JOB>
List every line below that contains the word "distant".

=-=-=-=-=

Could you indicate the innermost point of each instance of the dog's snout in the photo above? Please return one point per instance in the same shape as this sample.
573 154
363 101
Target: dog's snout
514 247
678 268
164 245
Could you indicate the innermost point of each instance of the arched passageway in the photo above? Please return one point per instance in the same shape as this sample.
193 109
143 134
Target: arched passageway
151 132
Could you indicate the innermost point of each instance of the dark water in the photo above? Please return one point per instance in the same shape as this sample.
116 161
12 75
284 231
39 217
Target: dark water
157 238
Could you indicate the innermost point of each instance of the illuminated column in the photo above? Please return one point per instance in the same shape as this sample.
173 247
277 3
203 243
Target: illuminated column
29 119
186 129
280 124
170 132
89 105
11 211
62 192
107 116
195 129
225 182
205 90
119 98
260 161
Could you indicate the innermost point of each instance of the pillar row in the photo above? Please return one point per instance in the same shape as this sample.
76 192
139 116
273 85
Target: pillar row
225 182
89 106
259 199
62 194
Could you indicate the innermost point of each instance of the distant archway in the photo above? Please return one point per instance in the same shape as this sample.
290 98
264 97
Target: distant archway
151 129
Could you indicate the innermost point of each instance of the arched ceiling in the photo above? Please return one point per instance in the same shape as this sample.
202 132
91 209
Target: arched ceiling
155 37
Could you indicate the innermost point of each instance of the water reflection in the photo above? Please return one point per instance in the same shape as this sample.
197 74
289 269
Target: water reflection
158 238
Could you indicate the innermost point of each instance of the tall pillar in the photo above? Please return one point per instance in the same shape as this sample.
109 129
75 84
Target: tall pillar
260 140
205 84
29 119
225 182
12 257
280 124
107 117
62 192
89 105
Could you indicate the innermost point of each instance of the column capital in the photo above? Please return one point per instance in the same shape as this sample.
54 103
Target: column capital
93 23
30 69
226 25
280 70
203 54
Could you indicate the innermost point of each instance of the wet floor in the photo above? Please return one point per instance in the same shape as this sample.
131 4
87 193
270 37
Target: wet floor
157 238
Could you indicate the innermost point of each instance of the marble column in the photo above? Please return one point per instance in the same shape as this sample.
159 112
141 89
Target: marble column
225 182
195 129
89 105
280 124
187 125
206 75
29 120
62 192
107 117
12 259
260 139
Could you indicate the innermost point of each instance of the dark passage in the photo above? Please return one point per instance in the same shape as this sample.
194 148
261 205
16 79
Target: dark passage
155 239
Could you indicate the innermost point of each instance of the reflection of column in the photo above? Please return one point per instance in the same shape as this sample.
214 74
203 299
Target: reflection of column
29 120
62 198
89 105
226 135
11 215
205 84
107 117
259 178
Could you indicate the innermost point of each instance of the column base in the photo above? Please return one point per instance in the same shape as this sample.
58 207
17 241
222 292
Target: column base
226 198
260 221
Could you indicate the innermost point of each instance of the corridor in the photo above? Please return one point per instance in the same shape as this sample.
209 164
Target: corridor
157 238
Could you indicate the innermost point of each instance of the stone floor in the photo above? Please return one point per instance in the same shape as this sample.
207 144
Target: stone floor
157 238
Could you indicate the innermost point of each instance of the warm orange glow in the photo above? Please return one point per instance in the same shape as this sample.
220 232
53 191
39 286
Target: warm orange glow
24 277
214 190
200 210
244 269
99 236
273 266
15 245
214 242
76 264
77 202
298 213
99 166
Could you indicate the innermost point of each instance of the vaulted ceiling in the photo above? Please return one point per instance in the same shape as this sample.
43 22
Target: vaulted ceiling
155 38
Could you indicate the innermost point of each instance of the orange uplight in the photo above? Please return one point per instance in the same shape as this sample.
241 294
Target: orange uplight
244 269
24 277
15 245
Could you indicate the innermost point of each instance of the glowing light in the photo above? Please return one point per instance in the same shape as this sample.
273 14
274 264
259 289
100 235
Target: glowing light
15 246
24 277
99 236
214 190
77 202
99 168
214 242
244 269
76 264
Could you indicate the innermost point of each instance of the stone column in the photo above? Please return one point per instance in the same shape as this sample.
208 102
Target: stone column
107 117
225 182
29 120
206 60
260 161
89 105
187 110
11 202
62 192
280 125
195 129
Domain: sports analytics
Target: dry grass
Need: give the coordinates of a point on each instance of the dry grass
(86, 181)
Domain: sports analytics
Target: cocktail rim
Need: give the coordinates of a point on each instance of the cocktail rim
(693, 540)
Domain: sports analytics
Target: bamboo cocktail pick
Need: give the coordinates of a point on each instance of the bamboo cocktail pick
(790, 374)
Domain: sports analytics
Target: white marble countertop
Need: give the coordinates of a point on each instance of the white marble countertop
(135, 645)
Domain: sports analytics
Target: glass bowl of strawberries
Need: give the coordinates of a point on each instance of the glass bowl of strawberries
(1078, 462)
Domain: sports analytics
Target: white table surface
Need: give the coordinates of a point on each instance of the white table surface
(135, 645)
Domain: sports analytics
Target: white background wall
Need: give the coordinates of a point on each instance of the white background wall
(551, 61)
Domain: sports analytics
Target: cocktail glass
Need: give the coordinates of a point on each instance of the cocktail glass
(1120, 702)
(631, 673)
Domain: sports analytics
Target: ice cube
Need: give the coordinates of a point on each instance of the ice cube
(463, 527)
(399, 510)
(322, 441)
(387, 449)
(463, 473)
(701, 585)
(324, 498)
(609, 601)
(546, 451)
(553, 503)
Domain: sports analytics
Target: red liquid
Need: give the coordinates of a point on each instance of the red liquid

=-=-=-=-=

CORRECT RESULT>
Could you indicate the innermost point of each instance of the distant archway in the photo above? Please return one point per instance in the same shape as this sample.
Target: distant archway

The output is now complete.